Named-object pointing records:
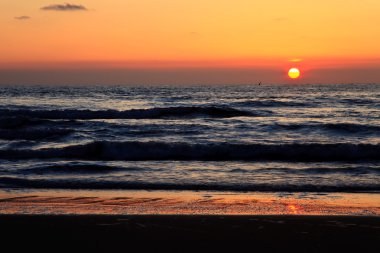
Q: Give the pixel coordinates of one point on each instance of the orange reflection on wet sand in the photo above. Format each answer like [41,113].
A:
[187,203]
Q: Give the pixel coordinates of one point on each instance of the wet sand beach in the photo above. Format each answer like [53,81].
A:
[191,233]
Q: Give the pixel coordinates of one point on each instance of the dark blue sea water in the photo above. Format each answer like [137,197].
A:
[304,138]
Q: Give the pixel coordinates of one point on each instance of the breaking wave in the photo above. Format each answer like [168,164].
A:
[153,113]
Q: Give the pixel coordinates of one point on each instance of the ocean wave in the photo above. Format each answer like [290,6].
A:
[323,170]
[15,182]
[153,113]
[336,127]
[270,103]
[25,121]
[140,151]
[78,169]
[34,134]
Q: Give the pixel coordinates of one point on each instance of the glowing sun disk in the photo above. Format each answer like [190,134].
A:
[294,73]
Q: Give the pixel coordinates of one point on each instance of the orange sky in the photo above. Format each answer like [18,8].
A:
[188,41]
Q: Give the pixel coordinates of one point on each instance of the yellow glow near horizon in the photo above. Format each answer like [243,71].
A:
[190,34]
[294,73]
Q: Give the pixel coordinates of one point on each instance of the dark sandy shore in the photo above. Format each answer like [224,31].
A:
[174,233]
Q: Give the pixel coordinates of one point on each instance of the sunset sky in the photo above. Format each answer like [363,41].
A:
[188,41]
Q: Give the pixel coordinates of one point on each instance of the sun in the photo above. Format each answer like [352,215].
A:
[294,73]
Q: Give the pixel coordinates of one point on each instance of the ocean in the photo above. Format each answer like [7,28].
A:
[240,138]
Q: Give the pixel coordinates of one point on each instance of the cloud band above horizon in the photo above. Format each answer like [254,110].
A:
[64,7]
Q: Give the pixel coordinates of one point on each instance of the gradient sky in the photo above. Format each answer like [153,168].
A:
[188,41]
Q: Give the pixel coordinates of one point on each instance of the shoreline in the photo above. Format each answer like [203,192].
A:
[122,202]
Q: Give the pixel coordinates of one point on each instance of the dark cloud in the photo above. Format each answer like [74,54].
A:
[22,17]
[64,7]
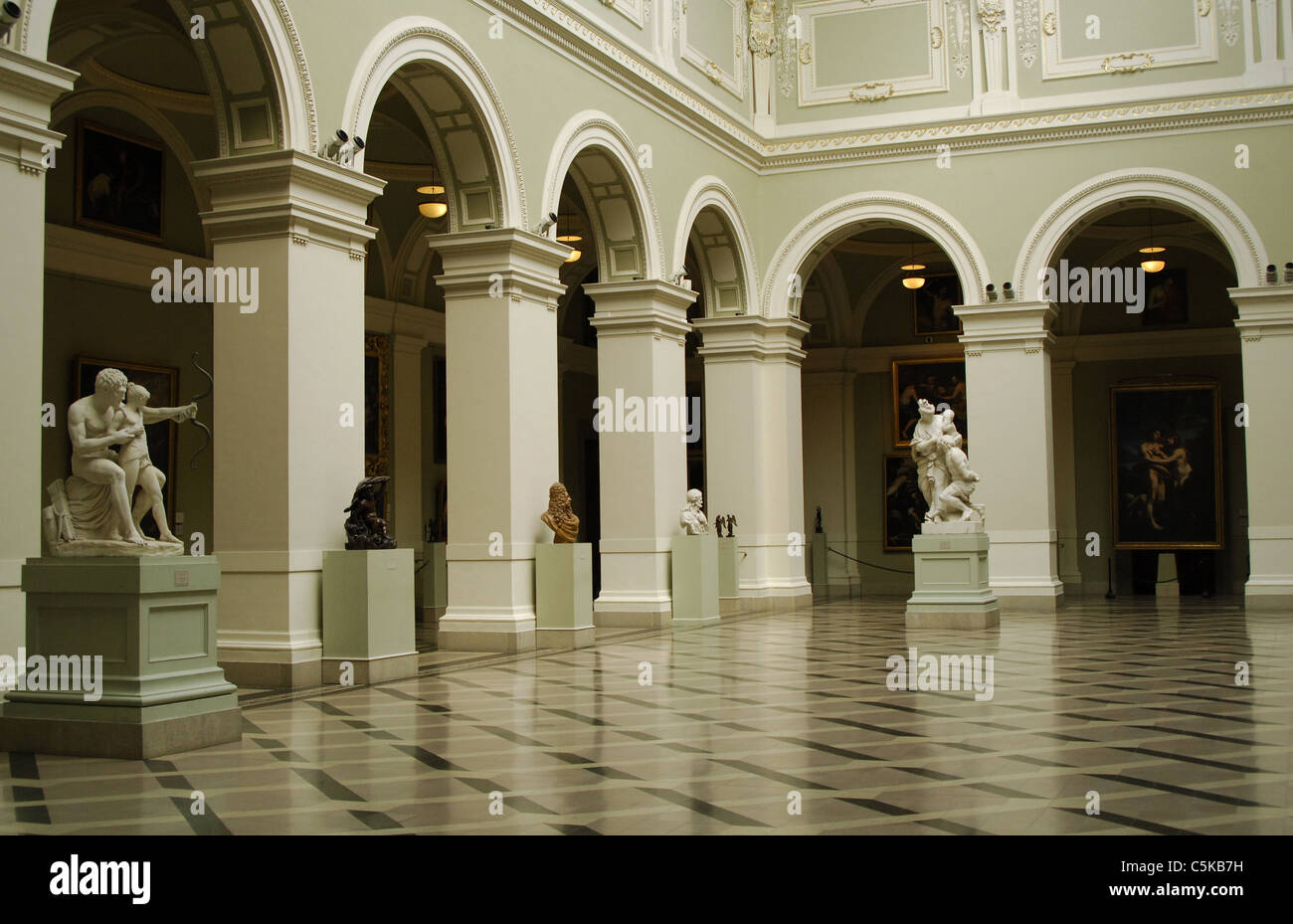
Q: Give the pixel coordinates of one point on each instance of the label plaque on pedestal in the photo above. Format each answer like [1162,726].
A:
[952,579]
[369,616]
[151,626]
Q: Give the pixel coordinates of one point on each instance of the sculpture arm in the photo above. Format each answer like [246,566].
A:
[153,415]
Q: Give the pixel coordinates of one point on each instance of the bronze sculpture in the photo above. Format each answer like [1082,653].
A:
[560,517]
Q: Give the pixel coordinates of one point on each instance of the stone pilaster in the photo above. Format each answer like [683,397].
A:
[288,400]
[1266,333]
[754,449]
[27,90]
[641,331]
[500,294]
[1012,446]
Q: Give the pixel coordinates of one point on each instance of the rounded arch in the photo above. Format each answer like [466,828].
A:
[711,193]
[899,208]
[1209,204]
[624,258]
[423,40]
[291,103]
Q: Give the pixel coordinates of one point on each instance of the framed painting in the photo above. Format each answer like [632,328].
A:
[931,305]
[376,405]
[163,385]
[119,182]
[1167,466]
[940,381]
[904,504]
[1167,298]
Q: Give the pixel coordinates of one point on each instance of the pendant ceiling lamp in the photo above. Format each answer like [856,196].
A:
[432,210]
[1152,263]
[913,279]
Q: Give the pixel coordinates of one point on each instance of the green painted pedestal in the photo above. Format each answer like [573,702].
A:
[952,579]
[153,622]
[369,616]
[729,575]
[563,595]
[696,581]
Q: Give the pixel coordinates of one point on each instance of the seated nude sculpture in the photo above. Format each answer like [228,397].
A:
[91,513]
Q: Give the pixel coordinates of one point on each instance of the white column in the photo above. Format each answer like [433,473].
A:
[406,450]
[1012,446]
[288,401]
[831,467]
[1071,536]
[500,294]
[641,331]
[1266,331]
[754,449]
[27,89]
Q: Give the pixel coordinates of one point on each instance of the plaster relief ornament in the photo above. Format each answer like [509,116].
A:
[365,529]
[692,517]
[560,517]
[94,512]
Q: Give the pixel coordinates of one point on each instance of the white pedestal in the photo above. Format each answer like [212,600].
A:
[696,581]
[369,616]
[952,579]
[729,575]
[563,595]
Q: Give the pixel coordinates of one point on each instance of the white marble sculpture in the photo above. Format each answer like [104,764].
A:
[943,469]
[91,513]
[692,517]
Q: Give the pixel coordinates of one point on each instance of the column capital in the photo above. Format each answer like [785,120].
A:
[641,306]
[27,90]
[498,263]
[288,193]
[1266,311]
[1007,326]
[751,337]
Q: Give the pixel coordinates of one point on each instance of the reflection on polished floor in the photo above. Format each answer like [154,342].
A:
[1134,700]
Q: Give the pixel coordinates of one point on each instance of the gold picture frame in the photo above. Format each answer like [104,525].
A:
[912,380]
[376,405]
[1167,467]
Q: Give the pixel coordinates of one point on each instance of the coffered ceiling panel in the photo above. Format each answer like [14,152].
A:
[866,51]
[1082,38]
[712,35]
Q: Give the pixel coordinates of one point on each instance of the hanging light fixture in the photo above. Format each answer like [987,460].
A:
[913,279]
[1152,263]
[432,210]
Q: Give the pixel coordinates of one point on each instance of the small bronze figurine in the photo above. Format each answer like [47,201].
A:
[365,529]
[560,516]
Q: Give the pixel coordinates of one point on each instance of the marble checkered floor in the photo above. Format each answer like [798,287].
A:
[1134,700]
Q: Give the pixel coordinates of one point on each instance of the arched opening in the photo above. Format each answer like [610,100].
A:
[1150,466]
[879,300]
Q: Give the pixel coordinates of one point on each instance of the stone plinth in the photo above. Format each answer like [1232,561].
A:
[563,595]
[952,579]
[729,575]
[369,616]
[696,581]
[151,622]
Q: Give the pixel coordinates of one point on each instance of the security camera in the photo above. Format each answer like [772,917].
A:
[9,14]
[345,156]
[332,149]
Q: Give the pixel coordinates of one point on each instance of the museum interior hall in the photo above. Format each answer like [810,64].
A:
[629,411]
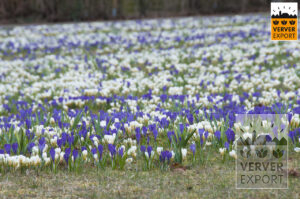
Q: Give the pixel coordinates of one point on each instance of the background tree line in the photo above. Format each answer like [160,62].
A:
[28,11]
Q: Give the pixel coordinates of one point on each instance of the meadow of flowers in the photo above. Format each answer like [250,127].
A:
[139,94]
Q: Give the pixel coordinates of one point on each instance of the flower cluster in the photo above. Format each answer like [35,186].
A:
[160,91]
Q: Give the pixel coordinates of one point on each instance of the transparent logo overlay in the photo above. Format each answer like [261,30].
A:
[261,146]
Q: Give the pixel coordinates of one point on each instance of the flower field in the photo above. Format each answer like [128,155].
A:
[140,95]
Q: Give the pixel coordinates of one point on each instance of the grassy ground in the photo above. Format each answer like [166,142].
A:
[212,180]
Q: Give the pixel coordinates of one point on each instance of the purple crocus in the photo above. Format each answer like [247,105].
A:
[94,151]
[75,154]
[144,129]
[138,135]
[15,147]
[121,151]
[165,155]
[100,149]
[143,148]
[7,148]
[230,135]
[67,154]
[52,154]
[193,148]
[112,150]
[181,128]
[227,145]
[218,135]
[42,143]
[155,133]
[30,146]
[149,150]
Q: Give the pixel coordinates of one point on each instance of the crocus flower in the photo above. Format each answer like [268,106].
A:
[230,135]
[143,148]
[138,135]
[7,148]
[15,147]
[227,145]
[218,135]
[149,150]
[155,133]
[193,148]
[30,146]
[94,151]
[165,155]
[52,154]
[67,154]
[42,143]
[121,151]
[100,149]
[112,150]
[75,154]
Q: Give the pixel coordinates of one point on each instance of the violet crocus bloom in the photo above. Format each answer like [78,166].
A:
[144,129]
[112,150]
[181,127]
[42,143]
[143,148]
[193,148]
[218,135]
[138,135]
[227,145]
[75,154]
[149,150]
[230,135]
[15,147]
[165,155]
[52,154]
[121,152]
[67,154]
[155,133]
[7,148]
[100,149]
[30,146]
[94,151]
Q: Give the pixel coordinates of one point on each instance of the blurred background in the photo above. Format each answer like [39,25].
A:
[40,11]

REQUIRED TASK:
Convert the lines of the records from the one containing "answer like [39,25]." through the end into a numbered list, leaving out any blank lines.

EXERCISE ANSWER:
1. Q: Give the pixel coordinates of one point on each instance of the blurred background in the photo above. Format each answer like [39,25].
2. A:
3. [40,11]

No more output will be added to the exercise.